══ Excerpted passage ══

“Who was Uganda intended for? At the very inception of the Republic, what vision did our constitutional forefathers hold when they set out to define the essence of this nation?”— Asmahaney Saad, Identity: Lost in History, Found in Purpose at Page 57.
Black’s Law Dictionary (11th ed., 2019), defines sovereignty as “the supreme, absolute, and uncontrollable power by which any independent state is governed.” Article 1 of the Constitution of the Republic of Uganda provides that all power belongs to the people, that all authority in the State emanates from the people, and that the people shall express their will and consent on who shall govern them and how they should be governed through regular, free and fair elections or referenda.
The Protection of Sovereignty Bill must be read against that constitutional starting point. Foreign influence is a real concern, and the Bill’s Memorandum identifies interference in Government policy and programmes, foreign aid that comes with influence, and the use of online platforms to disseminate misinformation and facilitate social discord. Those concerns give the Bill its stated rationale. The legal issue is whether the Bill remains within that rationale while preserving the constitutional meaning of sovereignty as power located in the people, because once a law enacted in the name of sovereignty uses broad definitions, wide controls and heavy reporting obligations to regulate citizenship, participation, capital and ordinary economic life, it begins to move beyond protection of the State and into a wider restructuring of the space within which citizens live, work and engage.

═══
══ Stored rows ══

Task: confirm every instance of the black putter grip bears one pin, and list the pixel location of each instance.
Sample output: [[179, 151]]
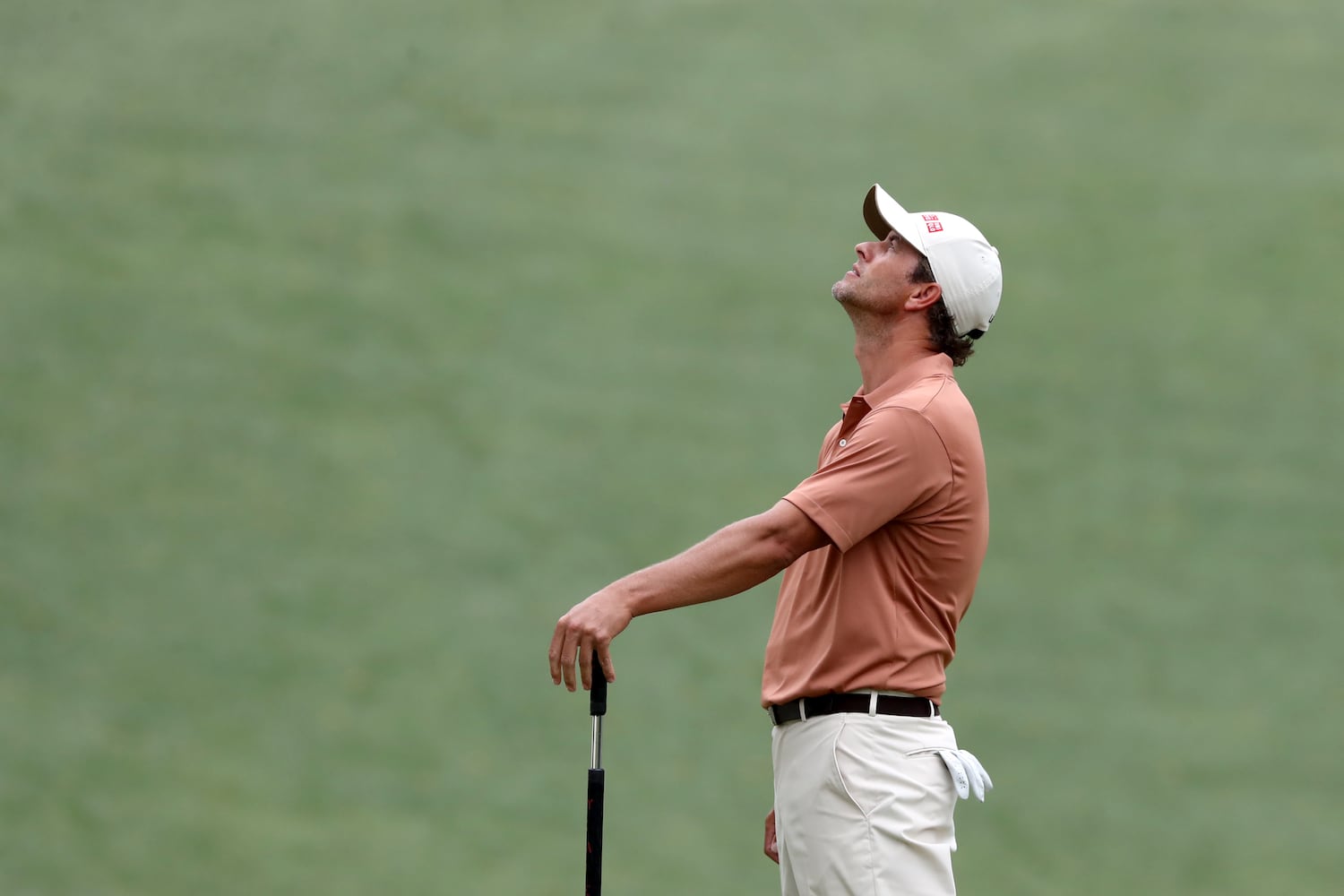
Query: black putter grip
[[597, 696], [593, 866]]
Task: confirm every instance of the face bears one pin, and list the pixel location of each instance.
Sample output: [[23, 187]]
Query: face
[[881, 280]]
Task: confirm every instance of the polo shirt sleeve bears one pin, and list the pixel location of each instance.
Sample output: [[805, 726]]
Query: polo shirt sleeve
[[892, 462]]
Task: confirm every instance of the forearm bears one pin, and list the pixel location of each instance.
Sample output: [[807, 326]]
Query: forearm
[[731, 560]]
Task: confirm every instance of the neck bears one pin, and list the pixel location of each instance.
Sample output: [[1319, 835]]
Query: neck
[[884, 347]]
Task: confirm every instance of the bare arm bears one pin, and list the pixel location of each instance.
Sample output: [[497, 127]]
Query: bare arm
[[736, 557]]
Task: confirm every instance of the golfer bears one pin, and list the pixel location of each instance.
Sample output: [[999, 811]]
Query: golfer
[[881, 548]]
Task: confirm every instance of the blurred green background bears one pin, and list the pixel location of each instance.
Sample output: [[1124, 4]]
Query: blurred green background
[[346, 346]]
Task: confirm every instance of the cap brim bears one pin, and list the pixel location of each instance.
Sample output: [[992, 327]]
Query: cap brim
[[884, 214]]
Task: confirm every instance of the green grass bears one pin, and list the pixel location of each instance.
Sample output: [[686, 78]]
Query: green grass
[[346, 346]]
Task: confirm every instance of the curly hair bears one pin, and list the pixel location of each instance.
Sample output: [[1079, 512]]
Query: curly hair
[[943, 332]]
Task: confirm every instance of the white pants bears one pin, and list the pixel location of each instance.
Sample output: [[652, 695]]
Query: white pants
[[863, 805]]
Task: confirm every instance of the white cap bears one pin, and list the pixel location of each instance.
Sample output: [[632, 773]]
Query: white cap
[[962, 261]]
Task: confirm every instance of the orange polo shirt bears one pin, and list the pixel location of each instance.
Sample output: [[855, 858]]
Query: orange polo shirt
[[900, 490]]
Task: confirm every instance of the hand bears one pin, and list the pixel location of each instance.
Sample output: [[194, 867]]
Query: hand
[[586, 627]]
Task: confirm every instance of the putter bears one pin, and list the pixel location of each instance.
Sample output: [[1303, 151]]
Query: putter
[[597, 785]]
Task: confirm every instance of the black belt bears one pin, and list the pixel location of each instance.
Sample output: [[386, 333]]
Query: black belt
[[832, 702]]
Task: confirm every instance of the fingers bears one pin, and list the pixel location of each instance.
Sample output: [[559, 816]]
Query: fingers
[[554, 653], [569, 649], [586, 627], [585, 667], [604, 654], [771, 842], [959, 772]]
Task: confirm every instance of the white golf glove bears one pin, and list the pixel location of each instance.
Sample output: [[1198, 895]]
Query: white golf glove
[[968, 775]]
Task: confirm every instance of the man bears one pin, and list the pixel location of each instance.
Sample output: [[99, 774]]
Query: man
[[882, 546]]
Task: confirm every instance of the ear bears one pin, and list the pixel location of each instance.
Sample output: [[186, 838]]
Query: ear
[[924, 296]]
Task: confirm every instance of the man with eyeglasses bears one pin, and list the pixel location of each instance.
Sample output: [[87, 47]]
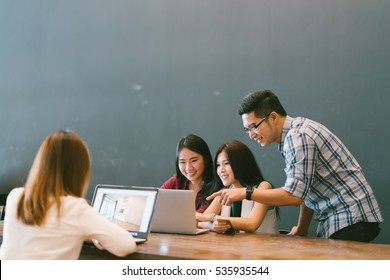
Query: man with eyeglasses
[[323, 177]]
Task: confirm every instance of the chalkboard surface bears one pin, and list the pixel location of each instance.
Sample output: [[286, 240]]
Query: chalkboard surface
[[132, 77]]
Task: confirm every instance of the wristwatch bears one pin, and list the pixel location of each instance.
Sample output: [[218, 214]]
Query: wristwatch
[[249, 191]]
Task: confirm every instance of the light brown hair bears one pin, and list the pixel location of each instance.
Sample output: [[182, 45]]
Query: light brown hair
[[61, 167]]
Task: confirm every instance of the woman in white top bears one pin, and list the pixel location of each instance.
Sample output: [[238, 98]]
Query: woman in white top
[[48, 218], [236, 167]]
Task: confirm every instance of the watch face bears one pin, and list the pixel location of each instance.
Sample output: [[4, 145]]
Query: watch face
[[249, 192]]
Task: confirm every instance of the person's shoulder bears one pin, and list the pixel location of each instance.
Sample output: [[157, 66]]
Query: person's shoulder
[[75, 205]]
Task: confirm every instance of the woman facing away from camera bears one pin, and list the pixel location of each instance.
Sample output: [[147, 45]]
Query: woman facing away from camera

═══

▶ _Given problem 1_:
Copy from the passage on Uganda's Protection of Sovereignty Bill, beginning at the words "The Protection of" and stopping after "work and engage.".
▶ _Given problem 2_:
Report every line in the records that contains the string "orange", matching case exactly.

▶ _Response 1_:
The Protection of Sovereignty Bill must be read against that constitutional starting point. Foreign influence is a real concern, and the Bill’s Memorandum identifies interference in Government policy and programmes, foreign aid that comes with influence, and the use of online platforms to disseminate misinformation and facilitate social discord. Those concerns give the Bill its stated rationale. The legal issue is whether the Bill remains within that rationale while preserving the constitutional meaning of sovereignty as power located in the people, because once a law enacted in the name of sovereignty uses broad definitions, wide controls and heavy reporting obligations to regulate citizenship, participation, capital and ordinary economic life, it begins to move beyond protection of the State and into a wider restructuring of the space within which citizens live, work and engage.

▶ _Response 2_:
Task: confirm every instance of the orange polo shirt bears one pin, and list the pixel location of each instance.
Query: orange polo shirt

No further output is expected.